Problem details => Even the shortest line counts, so transcribe all the data exactly.

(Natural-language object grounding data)
━━━
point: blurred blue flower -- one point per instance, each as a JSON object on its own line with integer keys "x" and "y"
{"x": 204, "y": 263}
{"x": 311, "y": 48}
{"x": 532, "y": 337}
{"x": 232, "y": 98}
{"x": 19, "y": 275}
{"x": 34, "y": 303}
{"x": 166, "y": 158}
━━━
The completed task =>
point: blurred blue flower -- one point per instance, each as a JSON object on its own line with integer keys "x" and "y"
{"x": 204, "y": 263}
{"x": 311, "y": 48}
{"x": 532, "y": 337}
{"x": 232, "y": 98}
{"x": 19, "y": 275}
{"x": 34, "y": 303}
{"x": 166, "y": 158}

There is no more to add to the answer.